(Rows):
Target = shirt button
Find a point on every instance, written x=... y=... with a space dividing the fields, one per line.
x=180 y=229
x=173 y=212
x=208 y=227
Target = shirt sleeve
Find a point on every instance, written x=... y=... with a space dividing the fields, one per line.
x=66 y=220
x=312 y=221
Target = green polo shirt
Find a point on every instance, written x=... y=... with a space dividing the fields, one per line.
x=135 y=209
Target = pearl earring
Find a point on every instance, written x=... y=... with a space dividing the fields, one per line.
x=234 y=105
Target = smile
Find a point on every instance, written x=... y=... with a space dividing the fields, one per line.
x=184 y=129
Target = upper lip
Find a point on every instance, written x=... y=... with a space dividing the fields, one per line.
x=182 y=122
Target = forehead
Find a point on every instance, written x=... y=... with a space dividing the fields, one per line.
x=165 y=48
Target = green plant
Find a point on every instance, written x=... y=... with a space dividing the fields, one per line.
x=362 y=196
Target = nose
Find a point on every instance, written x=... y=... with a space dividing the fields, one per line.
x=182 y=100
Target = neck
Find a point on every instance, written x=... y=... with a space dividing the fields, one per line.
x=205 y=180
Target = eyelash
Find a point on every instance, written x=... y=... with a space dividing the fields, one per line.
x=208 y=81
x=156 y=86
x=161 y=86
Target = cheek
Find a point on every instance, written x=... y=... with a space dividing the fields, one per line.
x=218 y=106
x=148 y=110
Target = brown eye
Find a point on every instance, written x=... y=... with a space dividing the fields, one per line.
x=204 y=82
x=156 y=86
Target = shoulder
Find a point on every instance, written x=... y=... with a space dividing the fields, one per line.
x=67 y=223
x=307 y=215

(What needs to be done):
Copy all of the entries above line for line, with no changes.

(Full solution):
Target = shirt button
Find a point on every instance, written x=... y=... with a space dividing the fields, one per line.
x=180 y=229
x=173 y=212
x=208 y=227
Target = shirt sleeve
Find a point on every instance, written x=... y=... with a space dividing the fields, one per line.
x=66 y=220
x=312 y=221
Target = green polo shirt
Find a point on every instance, written x=... y=... with a space dividing the fields, one per line.
x=135 y=209
Target = pearl earring
Find a point on every instance, written x=... y=... with a space dividing the fields, one per line.
x=234 y=105
Target = smile
Find a point on every instance, written x=... y=... with a space dividing the fields, one per line.
x=184 y=129
Target = upper lip
Find a point on every instance, written x=... y=... with a space dividing the fields, one per line.
x=182 y=122
Target = forehead
Find a point on every instance, written x=... y=... with a space dividing the fields, one per line.
x=165 y=48
Target = green plant
Find a point on every instance, written x=... y=... with a space dividing the fields, one per line.
x=362 y=196
Target = nose
Find a point on every instance, written x=... y=... with a space dividing the fields, one per line.
x=182 y=100
Target = neck
Find a point on every instance, written x=... y=... with a space dividing the fields, one per line.
x=205 y=180
Target = eyelash
Find a point on every instance, written x=... y=... with a space dividing the fields, one per line.
x=208 y=81
x=156 y=86
x=161 y=86
Target = cheek
Find a point on every instance, written x=... y=... with a space dividing the fields, one per line.
x=218 y=106
x=148 y=110
Target = brown eye
Find a point on every instance, written x=... y=... with a space dividing the fields, one per line.
x=204 y=82
x=156 y=86
Target = shoulder
Find a point on every instance, written x=... y=... with a space dividing the fields, one per line.
x=67 y=223
x=307 y=215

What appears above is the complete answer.